>>>
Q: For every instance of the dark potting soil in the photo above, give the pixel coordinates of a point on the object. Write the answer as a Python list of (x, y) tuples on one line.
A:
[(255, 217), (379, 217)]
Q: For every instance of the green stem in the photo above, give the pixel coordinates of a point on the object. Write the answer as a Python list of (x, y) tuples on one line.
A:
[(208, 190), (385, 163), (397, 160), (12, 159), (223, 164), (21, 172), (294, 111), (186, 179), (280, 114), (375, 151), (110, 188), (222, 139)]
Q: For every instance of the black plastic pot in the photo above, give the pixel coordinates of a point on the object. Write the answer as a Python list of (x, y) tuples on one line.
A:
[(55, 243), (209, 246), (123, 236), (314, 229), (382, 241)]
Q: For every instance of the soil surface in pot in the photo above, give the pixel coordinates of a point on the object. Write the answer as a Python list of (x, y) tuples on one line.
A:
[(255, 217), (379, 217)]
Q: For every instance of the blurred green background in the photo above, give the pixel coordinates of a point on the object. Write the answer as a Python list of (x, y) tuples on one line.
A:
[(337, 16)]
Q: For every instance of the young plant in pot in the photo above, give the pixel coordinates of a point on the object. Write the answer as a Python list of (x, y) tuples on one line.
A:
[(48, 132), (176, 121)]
<<<
>>>
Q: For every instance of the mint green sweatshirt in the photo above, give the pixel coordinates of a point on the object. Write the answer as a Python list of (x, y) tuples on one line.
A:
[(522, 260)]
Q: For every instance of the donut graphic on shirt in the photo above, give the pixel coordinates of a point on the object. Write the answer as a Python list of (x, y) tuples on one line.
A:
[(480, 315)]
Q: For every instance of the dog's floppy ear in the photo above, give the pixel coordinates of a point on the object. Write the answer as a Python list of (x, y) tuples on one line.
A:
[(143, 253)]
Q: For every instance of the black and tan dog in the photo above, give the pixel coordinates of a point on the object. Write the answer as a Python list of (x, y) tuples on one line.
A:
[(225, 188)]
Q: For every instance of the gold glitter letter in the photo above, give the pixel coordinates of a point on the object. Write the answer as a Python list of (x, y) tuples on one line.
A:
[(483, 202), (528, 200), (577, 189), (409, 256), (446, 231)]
<<<
_Aim of the exercise_. Scale the data from the line containing "Q: For every instance of the dog's" down to the line containing "[(483, 202), (528, 200), (577, 189), (409, 256), (446, 231)]", both included. Give every line again with the request text unchanged, and multiply each x and y coordinate in the answer lists by 2.4, rounding to whole numbers with halves going up.

_Answer for this exercise_.
Q: For every instance of the dog's floppy ear in the photo above, give the pixel coordinates of a point on the object. Write the answer as a Python list of (x, y) tuples on one line.
A:
[(343, 607)]
Q: For every instance of the black and tan dog in the photo above, give the pixel coordinates of a point on the object. Write the answer as a Python list of (x, y) tuples on one line.
A:
[(540, 451)]
Q: For every instance of the gold glitter letter in the photo above, give the pixel coordinates of a point on the object. Write the answer as a Python list of (x, y) tuples on one line.
A:
[(1159, 485), (1267, 480), (1385, 454), (982, 614), (1070, 554)]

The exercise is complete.